» PAGE EXCERPT

================================

Clinical impact of applying strategic programming in patients with implantable cardioverter-defibrillators beyond reducing inappropriate shocks

2020 
The incidence of inappropriate shocks remains high at 30% in patients with implantable cardioverter-defibrillators (ICDs). This retrospective study sought to examine the efficacy of strategic programming (ICD programming with a long detection interval and high-rate cutoff) in reducing electrical storm, inappropriate shocks, and unexpected hospital visits in patients with ICDs with/without cardiac resynchronization therapy with defibrillator (CRT-Ds). This was a single tertiary center retrospective study, evaluating the clinical outcomes, especially regarding inappropriate therapies in patients with ICDs or CRT-Ds. Enrolled patients underwent ICD or CRT-D implantations from January 2008 to May 2016. Clinical information was attained by a thorough chart review. We analyzed 155 defibrillator patients from January 2008 to May 2016 (124 patients had ICDs and 31 had CRT-Ds). Since we adopted this strategic programming as a default programming from 2015 implanted ICDs and CRT-Ds, we divided the patients into two groups: devices implanted before 2015 (group A, n = 94) versus implanted after 2015 (group B, n = 61). During a median of 1289 days of follow-up, electrical storms occurred in three patients (eight events) in group B versus 11 (28 events) in group A (P = 0.18); appropriate therapies were delivered in 27 patients (56 events) in group A versus 7 (15 events) in group B (P = 0.72); inappropriate therapies were delivered in 15 patients (21 events) in group A versus 1 with 1 episode in group B (P = 0.03); and 5 unexpected hospitalizations occurred in four patients in group B versus 36 in 24 patients in group A (P = 0.02). The clinical application of strategic programming reduced inappropriate shocks and unexpected hospitalizations in ICD and CRT-D patients.

================================

» THE DATA

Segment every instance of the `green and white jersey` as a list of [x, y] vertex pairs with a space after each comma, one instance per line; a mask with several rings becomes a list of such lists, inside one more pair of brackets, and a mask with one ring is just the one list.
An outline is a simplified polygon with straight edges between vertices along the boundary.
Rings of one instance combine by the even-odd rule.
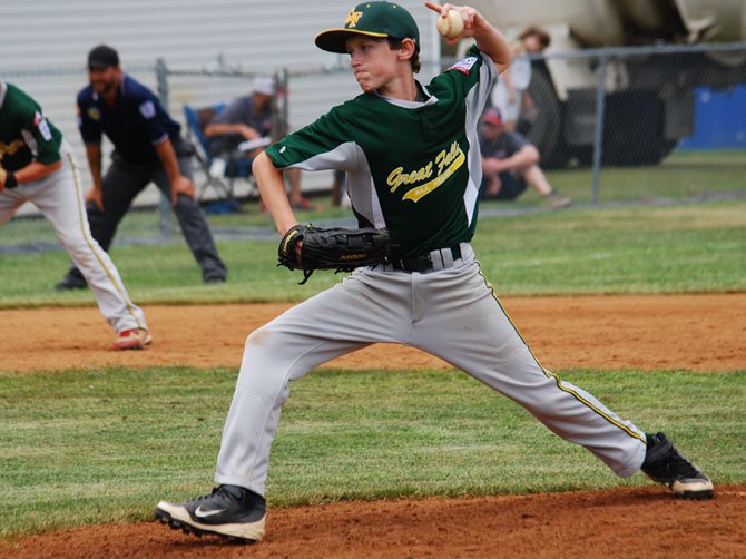
[[426, 101], [363, 94], [266, 153], [277, 168], [346, 171], [360, 226], [387, 228], [393, 258], [469, 242], [482, 179], [477, 126], [495, 77], [472, 47], [423, 87]]
[[0, 165], [19, 170], [31, 161], [60, 160], [62, 135], [45, 118], [41, 107], [12, 84], [0, 90]]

================================

According to the abstract on strategic programming for implantable cardioverter-defibrillators, how many patients were analyzed in total? The lines that come after the text have no connection to it.

155 patients: 124 with ICDs and 31 with CRT-Ds.